/---

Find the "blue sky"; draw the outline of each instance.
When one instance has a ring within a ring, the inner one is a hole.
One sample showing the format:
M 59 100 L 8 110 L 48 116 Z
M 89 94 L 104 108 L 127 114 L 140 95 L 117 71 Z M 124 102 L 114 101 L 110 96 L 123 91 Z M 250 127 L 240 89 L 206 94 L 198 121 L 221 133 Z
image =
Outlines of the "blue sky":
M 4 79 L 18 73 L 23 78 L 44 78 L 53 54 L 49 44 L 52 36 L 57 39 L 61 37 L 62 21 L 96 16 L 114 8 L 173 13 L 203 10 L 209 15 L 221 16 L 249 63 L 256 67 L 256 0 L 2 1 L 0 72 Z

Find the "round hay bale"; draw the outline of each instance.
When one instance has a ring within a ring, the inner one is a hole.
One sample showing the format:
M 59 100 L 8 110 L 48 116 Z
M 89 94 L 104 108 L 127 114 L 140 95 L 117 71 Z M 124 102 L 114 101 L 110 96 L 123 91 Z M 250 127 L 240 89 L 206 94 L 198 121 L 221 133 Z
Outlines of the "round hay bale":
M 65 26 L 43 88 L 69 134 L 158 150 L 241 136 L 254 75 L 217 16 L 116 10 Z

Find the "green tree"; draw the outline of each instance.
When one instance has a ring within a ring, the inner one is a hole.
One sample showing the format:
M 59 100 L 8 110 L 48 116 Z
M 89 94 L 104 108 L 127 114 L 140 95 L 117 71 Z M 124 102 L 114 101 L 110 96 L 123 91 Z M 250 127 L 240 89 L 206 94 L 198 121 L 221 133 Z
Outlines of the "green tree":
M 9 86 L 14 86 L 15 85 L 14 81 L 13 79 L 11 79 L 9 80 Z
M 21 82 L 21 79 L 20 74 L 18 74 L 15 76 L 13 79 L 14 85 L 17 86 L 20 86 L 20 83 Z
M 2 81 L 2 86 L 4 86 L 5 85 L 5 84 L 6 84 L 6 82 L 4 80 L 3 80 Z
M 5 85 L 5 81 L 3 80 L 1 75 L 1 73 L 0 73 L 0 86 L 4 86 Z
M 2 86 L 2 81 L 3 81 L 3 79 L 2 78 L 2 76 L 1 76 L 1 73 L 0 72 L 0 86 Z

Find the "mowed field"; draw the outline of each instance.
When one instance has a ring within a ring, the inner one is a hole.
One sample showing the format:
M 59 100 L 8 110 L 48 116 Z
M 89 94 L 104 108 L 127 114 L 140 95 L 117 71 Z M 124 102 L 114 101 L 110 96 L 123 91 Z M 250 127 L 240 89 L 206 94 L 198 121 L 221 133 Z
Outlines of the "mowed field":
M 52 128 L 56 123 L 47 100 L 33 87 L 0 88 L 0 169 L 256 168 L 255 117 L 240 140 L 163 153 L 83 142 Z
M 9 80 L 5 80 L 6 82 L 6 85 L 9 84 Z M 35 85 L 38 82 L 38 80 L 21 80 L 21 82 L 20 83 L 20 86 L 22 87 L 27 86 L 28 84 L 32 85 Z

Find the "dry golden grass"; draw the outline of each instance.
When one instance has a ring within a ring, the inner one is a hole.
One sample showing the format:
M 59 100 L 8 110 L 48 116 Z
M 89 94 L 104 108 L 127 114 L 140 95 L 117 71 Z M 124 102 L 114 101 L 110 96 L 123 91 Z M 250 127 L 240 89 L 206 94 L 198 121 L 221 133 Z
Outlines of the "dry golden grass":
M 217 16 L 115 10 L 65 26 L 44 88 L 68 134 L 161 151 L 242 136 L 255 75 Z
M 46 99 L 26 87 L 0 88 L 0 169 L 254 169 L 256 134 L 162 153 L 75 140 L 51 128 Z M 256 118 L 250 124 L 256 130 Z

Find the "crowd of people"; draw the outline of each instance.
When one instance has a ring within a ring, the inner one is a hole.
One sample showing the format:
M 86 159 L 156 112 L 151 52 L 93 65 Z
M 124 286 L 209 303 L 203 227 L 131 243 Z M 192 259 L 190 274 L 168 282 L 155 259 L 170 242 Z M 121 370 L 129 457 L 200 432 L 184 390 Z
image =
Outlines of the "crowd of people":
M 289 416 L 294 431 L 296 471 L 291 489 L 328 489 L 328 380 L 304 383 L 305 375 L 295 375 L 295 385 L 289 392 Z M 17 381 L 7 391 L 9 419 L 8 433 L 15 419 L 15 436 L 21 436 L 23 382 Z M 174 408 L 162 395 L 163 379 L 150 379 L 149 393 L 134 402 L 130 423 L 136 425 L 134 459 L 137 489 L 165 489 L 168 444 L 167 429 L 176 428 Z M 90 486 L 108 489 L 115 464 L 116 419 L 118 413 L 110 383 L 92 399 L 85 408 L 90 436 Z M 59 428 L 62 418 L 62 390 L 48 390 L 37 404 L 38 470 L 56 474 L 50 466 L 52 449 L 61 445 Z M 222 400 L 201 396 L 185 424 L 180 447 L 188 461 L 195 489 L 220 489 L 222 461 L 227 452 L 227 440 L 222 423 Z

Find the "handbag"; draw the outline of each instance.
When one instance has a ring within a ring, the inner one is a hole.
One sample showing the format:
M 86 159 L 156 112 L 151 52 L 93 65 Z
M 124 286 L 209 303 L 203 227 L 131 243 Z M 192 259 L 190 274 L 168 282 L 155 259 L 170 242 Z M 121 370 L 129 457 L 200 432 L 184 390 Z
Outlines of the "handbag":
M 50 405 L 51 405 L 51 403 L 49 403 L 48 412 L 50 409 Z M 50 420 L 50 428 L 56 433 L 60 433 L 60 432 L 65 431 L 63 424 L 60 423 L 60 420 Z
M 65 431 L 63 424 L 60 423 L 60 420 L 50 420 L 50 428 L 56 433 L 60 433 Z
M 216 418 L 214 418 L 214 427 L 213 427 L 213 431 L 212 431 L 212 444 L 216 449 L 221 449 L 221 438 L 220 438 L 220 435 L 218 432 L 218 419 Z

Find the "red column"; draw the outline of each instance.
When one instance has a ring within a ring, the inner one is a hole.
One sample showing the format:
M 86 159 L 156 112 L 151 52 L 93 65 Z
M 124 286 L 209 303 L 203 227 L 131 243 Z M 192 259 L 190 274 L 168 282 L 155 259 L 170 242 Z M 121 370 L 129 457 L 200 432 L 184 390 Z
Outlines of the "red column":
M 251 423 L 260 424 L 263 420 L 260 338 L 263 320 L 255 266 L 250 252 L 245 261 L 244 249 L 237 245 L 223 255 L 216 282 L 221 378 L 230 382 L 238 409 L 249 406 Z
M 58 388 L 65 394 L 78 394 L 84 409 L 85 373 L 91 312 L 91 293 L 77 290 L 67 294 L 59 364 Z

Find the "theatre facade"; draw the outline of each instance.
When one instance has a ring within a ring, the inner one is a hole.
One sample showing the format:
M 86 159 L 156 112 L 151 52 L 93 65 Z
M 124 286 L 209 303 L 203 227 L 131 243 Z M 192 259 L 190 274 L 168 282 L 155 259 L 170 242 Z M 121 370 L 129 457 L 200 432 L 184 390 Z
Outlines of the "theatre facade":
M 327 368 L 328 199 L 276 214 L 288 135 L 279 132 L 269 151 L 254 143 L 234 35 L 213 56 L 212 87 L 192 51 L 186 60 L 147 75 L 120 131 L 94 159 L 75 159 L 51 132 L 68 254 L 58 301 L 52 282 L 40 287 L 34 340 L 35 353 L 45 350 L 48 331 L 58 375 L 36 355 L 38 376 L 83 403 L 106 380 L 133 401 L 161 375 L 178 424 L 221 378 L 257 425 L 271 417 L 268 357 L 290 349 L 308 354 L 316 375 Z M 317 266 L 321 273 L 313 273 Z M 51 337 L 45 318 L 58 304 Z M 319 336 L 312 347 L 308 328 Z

\---

[PROBLEM DESCRIPTION] Exactly as shown, repeat every record.

[RESULT OF THIS TASK]
Find the "blue sky"; draw the outline of each instance.
When one instance has a ring within a ring, the inner one is a hole.
One sample showing the format:
M 59 100 L 8 110 L 48 116 Z
M 89 94 L 104 108 L 127 114 L 140 95 L 117 71 Z M 124 102 L 114 101 L 110 96 L 123 91 Z M 250 127 L 240 89 L 206 94 L 198 121 L 221 133 Z
image =
Outlines of the "blue sky":
M 4 79 L 18 73 L 23 78 L 44 78 L 53 54 L 49 44 L 52 36 L 57 39 L 61 37 L 62 21 L 96 16 L 114 8 L 173 13 L 203 10 L 209 15 L 221 16 L 249 63 L 256 67 L 256 0 L 2 1 L 0 72 Z

Find the "round hay bale"; draw the outline of each instance.
When one instance has a ring within a ring, the inner one is a hole.
One sample showing the format:
M 59 100 L 8 110 L 48 116 Z
M 89 94 L 104 108 L 127 114 L 140 95 L 117 71 Z M 124 102 L 114 101 L 110 96 L 123 91 Z M 250 127 L 240 89 L 206 94 L 198 121 L 221 133 Z
Outlines of the "round hay bale":
M 65 26 L 43 88 L 69 134 L 158 150 L 241 136 L 254 75 L 217 16 L 116 10 Z

Find the "green tree"; draw the outline of each instance.
When one instance has a ring within a ring, the inner one is a hole.
One sample showing the format:
M 59 100 L 8 110 L 48 116 Z
M 89 94 L 104 108 L 127 114 L 140 95 L 117 71 Z M 124 102 L 114 101 L 110 96 L 123 91 Z M 250 127 L 240 89 L 206 94 L 198 121 L 221 133 Z
Outlines of the "green tree":
M 9 86 L 14 86 L 15 85 L 14 81 L 13 79 L 11 79 L 9 80 Z
M 21 82 L 21 79 L 20 74 L 18 74 L 15 76 L 13 79 L 14 85 L 17 86 L 20 86 L 20 83 Z
M 2 81 L 2 86 L 4 86 L 5 85 L 5 84 L 6 84 L 6 82 L 4 80 L 3 80 Z
M 5 85 L 5 81 L 3 80 L 1 75 L 1 73 L 0 73 L 0 86 L 4 86 Z
M 2 86 L 2 81 L 3 81 L 3 79 L 2 78 L 2 76 L 1 76 L 1 73 L 0 72 L 0 86 Z

Find the "mowed field"; draw the outline of each instance.
When one instance has a ring within a ring, the inner one is a hole.
One sample showing the format:
M 59 100 L 8 110 L 48 116 Z
M 89 94 L 104 108 L 127 114 L 140 95 L 117 71 Z M 124 102 L 114 101 L 110 96 L 123 91 Z M 250 127 L 240 89 L 206 94 L 198 121 L 221 133 Z
Outlines of the "mowed field":
M 52 128 L 56 123 L 47 100 L 33 87 L 0 88 L 0 169 L 256 168 L 255 117 L 240 140 L 163 153 L 83 142 Z
M 9 80 L 5 80 L 6 82 L 6 85 L 9 84 Z M 35 85 L 38 82 L 38 80 L 21 80 L 21 82 L 20 83 L 20 86 L 22 87 L 27 86 L 28 84 L 32 85 Z

Find the "dry golden grass"; draw the outline of each instance.
When one instance has a ring within a ring, the inner one is a hole.
One sample showing the format:
M 59 100 L 8 110 L 48 116 Z
M 89 94 L 104 108 L 127 114 L 140 95 L 117 71 Z M 124 102 L 114 101 L 110 96 L 123 91 Z M 250 127 L 240 89 L 206 94 L 198 121 L 221 133 Z
Outlines of the "dry golden grass":
M 217 16 L 115 10 L 65 26 L 44 88 L 68 134 L 161 151 L 242 136 L 255 75 Z
M 46 99 L 26 87 L 0 88 L 0 169 L 254 169 L 256 134 L 162 153 L 75 140 L 51 128 Z M 256 118 L 250 124 L 256 130 Z

Find the "crowd of people"; draw the outline of each instance.
When one instance has a ring within a ring, the inner one is a hole.
One sample showing the format:
M 86 159 L 156 112 L 151 52 L 93 65 Z
M 124 286 L 209 303 L 203 227 L 131 243 Z M 192 259 L 190 274 L 168 282 L 155 259 L 170 242 Z M 121 370 L 129 457 L 200 432 L 184 390 Z
image =
Outlines of the "crowd of people":
M 289 416 L 294 431 L 296 471 L 291 489 L 328 489 L 328 380 L 304 383 L 305 375 L 295 375 L 295 385 L 289 392 Z M 17 381 L 7 391 L 9 419 L 8 433 L 15 419 L 15 436 L 21 436 L 23 382 Z M 174 408 L 162 395 L 163 379 L 150 379 L 149 393 L 134 402 L 130 423 L 136 425 L 134 459 L 137 489 L 165 489 L 168 444 L 167 429 L 176 428 Z M 90 486 L 108 489 L 115 464 L 116 419 L 118 413 L 110 383 L 92 399 L 85 408 L 90 436 Z M 59 428 L 62 418 L 62 390 L 48 390 L 37 404 L 38 470 L 56 474 L 50 466 L 52 449 L 61 445 Z M 222 400 L 201 396 L 185 424 L 180 447 L 188 461 L 195 489 L 220 489 L 222 461 L 227 452 L 227 440 L 222 423 Z

Find the "handbag"; draw the outline of each instance.
When one instance has a ring within a ring, the inner one is a hole.
One sample showing the format:
M 86 159 L 156 112 L 151 52 L 93 65 Z
M 124 286 L 209 303 L 203 227 L 131 243 Z M 192 259 L 190 274 L 168 282 L 155 259 L 170 242 Z M 121 370 L 129 457 L 200 432 L 184 390 Z
Outlines of the "handbag":
M 50 405 L 51 405 L 51 403 L 49 403 L 48 412 L 50 409 Z M 50 420 L 50 428 L 56 433 L 60 433 L 60 432 L 65 431 L 63 424 L 60 423 L 60 420 Z
M 65 431 L 63 424 L 60 423 L 60 420 L 50 420 L 50 428 L 56 433 L 60 433 Z
M 216 418 L 214 418 L 214 427 L 213 427 L 213 431 L 212 431 L 212 444 L 216 449 L 221 449 L 221 438 L 220 438 L 220 435 L 218 432 L 218 419 Z

Find the "red column"; draw the outline of each instance.
When one instance has a ring within a ring, the inner one is a hole.
One sample showing the format:
M 86 159 L 156 112 L 151 52 L 93 65 Z
M 124 286 L 209 303 L 203 227 L 131 243 Z M 192 259 L 190 274 L 168 282 L 155 259 L 170 242 Z M 121 370 L 129 457 L 200 432 L 184 390 Z
Outlines of the "red column":
M 251 423 L 260 424 L 263 420 L 260 338 L 263 320 L 255 266 L 250 252 L 245 261 L 244 249 L 237 245 L 223 255 L 216 282 L 221 378 L 230 382 L 238 409 L 249 406 Z
M 58 388 L 65 394 L 78 394 L 84 409 L 85 373 L 91 312 L 91 293 L 77 290 L 67 294 L 59 364 Z

Find the "theatre facade"; draw the outline of each instance.
When one instance has a ring within a ring, the inner one is a hole.
One sample showing the format:
M 86 159 L 156 112 L 151 52 L 93 65 Z
M 124 286 L 209 303 L 203 227 L 131 243 Z M 192 259 L 190 274 L 168 282 L 155 259 L 170 242 Z M 121 370 L 129 457 L 200 432 L 184 390 Z
Outlines of the "theatre facade":
M 327 368 L 328 199 L 276 214 L 288 135 L 279 132 L 269 151 L 254 143 L 234 35 L 213 56 L 212 87 L 192 51 L 186 60 L 147 75 L 120 131 L 94 159 L 75 159 L 51 132 L 68 254 L 58 301 L 52 282 L 40 287 L 34 340 L 35 353 L 45 350 L 48 331 L 58 375 L 36 355 L 38 376 L 83 403 L 106 380 L 133 401 L 161 375 L 178 424 L 221 378 L 257 425 L 271 417 L 268 357 L 290 349 L 308 354 L 316 375 Z M 317 266 L 321 273 L 313 273 Z M 51 337 L 45 318 L 58 304 Z M 319 336 L 312 347 L 308 328 Z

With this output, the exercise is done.